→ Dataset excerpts
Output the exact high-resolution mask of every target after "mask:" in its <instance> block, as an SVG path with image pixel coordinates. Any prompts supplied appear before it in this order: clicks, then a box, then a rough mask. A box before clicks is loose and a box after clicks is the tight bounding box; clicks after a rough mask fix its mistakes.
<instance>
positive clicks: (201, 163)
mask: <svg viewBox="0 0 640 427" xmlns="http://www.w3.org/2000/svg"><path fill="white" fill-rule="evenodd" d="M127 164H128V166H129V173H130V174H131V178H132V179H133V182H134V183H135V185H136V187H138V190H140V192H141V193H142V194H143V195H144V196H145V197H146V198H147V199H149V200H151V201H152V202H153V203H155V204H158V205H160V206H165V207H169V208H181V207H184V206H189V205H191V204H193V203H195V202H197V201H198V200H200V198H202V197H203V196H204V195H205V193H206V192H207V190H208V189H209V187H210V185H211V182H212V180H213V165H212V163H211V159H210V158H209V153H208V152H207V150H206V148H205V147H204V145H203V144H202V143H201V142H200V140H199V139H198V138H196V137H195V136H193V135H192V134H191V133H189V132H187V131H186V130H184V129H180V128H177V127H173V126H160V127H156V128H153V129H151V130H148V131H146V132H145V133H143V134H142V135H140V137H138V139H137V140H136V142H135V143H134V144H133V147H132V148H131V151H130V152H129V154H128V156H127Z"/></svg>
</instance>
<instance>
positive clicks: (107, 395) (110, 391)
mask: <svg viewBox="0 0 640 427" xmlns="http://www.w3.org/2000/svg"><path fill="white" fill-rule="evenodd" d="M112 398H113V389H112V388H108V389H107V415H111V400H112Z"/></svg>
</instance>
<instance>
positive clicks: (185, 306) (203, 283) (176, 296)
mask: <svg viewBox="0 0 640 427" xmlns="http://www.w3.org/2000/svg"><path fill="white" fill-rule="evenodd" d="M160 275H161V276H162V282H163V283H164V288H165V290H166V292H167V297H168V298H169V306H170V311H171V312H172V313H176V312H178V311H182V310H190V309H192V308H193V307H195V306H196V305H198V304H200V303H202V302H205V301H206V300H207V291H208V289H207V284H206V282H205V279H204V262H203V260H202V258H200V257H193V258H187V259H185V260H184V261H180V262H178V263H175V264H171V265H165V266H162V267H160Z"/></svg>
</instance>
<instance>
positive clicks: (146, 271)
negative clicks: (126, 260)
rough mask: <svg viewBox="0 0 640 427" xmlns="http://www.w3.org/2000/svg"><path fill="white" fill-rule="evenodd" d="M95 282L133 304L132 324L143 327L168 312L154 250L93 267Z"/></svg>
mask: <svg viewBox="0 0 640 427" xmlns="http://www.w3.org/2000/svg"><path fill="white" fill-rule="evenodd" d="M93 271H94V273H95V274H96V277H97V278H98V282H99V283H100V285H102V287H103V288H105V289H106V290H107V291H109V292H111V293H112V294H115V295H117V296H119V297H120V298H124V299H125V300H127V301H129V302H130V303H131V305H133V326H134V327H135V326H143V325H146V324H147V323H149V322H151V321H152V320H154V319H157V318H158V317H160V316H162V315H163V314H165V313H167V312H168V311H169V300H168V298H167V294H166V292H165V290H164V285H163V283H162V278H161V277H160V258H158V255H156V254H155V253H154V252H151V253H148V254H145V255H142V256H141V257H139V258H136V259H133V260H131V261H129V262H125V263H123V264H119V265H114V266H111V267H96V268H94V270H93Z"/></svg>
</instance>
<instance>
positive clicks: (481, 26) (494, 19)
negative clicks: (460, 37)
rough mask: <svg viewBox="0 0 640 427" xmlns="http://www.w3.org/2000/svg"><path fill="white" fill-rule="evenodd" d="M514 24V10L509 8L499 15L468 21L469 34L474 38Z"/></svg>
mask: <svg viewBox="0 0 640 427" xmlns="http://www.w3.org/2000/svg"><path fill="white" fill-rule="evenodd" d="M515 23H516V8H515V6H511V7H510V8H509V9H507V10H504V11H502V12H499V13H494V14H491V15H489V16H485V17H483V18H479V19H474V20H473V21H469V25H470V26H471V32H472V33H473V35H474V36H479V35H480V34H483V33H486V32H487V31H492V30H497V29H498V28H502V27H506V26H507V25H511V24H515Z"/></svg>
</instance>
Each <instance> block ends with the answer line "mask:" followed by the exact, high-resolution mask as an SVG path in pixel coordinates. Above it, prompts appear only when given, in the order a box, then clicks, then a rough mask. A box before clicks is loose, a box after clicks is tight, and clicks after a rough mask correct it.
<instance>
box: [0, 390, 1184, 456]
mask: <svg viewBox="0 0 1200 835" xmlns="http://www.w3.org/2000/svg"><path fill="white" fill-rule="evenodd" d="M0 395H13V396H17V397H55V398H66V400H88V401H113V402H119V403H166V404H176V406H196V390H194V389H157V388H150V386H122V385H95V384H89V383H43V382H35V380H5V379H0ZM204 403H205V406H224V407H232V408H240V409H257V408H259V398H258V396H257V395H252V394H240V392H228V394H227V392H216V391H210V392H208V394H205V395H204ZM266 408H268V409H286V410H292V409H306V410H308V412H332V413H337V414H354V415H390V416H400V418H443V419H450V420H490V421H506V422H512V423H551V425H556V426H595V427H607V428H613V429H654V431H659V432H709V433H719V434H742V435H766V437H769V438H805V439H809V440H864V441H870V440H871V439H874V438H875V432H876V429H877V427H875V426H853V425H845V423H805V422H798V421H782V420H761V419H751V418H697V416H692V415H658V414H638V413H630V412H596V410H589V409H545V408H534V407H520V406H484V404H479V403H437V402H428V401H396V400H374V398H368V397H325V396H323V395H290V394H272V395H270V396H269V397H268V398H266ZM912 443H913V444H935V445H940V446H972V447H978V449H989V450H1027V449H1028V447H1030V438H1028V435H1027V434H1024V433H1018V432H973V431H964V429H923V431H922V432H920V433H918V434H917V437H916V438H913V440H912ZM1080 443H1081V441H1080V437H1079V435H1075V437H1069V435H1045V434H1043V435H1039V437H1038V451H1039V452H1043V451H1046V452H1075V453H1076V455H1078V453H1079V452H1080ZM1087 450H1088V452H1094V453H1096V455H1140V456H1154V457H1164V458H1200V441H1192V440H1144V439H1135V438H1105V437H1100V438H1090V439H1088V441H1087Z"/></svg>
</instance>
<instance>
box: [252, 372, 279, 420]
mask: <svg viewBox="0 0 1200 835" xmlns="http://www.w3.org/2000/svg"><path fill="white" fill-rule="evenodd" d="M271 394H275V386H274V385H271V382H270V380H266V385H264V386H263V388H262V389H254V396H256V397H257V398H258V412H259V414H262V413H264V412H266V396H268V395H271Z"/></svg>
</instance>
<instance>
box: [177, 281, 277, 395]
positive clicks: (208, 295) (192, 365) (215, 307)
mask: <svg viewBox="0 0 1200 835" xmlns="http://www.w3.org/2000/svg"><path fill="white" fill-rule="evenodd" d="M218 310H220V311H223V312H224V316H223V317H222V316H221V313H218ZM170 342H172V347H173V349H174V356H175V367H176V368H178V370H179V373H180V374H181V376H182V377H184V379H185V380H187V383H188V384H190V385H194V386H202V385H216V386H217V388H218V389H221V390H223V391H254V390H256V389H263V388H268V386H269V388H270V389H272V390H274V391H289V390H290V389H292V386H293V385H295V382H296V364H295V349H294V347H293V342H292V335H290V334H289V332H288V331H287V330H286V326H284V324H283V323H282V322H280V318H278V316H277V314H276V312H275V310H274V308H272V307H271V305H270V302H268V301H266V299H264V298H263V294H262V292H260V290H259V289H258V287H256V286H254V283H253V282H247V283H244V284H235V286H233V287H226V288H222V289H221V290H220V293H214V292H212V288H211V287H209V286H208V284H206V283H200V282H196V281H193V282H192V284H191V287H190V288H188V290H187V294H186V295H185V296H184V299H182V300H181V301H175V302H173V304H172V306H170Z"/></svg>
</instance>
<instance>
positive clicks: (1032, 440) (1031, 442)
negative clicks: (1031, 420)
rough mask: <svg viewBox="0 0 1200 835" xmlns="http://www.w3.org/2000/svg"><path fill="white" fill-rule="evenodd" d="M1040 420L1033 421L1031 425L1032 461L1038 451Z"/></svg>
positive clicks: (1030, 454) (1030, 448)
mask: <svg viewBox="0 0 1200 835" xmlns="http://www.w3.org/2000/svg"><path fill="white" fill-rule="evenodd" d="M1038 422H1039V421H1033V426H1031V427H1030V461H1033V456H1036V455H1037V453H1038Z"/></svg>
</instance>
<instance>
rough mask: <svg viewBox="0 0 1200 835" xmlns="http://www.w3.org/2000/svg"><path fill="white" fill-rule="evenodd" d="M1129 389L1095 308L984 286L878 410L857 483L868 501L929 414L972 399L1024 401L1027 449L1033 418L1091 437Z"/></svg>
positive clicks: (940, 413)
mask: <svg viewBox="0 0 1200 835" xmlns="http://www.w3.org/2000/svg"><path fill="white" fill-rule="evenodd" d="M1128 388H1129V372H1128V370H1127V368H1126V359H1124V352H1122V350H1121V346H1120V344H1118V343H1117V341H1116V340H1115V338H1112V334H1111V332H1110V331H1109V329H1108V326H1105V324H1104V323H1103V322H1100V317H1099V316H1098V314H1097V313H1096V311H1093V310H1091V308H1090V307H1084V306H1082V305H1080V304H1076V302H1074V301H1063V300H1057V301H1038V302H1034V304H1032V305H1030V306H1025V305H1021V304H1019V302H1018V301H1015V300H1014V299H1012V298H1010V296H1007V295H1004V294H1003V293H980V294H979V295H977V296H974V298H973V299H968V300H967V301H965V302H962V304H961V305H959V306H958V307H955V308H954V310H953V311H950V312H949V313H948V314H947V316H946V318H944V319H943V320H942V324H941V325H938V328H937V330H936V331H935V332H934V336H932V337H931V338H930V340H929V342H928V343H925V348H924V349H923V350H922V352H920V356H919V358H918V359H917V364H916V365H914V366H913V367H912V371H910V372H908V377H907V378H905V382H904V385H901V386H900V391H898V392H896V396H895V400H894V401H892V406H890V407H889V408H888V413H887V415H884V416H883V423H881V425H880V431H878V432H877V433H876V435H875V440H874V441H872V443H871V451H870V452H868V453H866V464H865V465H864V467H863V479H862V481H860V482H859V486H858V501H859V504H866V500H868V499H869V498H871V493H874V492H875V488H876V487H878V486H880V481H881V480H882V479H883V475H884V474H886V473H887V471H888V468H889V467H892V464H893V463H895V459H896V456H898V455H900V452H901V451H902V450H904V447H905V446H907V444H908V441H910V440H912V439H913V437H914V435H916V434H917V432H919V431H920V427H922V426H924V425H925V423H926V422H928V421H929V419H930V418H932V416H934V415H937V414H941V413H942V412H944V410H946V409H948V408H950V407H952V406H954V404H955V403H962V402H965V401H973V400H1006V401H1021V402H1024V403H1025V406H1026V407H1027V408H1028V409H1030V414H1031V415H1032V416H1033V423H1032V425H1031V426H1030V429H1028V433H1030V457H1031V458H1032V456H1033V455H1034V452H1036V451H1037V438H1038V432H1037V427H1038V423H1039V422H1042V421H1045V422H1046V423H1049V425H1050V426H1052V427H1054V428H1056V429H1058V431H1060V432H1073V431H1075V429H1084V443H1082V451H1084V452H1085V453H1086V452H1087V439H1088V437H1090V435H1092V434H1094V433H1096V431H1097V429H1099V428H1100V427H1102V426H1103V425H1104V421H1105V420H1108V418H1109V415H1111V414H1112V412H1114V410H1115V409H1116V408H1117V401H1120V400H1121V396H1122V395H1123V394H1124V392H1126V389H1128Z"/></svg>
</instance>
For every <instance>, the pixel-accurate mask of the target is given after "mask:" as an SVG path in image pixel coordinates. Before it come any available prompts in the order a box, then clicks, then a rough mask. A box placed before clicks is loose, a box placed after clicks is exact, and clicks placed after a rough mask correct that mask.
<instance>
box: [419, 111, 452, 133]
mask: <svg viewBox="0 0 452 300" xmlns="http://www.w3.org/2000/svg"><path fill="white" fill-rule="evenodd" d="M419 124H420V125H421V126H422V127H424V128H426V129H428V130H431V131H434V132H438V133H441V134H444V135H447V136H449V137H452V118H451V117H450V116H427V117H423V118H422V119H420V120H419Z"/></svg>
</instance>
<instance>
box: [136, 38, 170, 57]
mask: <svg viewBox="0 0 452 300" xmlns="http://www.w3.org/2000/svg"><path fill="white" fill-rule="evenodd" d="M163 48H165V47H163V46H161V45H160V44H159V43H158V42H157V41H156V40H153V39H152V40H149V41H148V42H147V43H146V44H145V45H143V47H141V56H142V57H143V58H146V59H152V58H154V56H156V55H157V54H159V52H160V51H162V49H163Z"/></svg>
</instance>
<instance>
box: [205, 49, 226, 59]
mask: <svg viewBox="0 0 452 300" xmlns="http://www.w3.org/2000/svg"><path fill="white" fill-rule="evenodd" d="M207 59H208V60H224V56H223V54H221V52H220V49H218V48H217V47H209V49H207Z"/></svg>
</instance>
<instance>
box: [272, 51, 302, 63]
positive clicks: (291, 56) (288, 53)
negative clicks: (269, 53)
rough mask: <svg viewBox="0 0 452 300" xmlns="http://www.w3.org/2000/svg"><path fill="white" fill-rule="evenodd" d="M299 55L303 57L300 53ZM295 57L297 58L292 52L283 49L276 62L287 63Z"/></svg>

→ EXERCISE REQUIREMENTS
How many lines of the data above contain the string "target"? Treat uppercase and lowercase as different, and reply with the number alone.

→ ANSWER BOX
2